= Exercise =
Rescale the stretch from the start of the records through the line containing "x=223 y=166" by reproducing only those lines, requests included, with every coordinate in the answers multiplied by 1.45 and rounded to a whole number, halves rounding up.

Stored data entries
_____

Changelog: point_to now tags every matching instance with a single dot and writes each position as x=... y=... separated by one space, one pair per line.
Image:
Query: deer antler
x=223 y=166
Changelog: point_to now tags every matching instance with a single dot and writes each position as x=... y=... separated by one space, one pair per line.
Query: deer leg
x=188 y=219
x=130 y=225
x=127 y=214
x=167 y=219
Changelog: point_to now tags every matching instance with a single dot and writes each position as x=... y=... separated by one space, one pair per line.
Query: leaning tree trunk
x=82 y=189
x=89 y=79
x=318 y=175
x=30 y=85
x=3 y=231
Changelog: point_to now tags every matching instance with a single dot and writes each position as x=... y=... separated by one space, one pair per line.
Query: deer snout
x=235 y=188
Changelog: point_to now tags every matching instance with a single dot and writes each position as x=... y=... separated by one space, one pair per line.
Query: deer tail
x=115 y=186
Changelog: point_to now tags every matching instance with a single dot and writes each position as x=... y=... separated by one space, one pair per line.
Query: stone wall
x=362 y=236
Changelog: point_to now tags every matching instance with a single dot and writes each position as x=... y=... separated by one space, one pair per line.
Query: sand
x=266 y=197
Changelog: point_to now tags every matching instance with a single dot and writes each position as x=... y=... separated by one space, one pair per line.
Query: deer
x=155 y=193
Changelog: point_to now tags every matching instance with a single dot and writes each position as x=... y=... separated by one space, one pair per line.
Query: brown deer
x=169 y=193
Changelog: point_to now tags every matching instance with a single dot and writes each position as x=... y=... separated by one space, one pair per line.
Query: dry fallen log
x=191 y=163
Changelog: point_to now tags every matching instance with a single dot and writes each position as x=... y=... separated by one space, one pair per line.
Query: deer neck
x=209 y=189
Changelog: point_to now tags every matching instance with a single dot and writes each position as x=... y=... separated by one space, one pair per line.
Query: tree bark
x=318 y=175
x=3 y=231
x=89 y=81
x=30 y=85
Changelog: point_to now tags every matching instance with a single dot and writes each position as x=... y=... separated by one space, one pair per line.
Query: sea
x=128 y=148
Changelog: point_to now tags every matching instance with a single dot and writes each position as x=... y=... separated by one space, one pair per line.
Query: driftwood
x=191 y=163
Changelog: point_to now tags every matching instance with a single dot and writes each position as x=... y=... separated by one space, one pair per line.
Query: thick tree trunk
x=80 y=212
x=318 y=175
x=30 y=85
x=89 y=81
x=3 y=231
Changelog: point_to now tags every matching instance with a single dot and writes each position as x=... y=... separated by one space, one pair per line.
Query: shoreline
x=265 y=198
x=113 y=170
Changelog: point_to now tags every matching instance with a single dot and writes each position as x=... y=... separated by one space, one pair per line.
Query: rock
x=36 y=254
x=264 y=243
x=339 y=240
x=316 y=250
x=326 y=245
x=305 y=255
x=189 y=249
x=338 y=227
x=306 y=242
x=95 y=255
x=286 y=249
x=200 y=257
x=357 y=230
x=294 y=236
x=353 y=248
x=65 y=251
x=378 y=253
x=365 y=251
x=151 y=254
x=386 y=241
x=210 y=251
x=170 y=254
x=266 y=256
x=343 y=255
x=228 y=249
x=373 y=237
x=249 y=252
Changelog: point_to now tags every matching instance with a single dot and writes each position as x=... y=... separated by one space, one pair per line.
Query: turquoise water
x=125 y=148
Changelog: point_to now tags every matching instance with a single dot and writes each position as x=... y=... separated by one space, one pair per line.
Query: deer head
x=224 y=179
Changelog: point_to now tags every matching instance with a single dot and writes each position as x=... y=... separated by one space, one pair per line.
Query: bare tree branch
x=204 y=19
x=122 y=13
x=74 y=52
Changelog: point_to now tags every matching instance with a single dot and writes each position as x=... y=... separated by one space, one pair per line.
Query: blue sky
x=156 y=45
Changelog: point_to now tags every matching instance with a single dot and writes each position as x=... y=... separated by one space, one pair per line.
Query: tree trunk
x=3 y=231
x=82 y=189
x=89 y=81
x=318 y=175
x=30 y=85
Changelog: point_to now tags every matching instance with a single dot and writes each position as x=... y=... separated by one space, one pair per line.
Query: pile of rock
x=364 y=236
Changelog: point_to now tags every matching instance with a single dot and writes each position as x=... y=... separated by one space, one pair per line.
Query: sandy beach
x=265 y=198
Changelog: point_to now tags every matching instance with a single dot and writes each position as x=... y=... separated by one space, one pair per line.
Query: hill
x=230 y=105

_____

= Solution to this task =
Changelog: point_to now tags every matching instance with a single dot and writes each position as x=... y=... separated by one space, one pair per line.
Image:
Query: deer antler
x=323 y=241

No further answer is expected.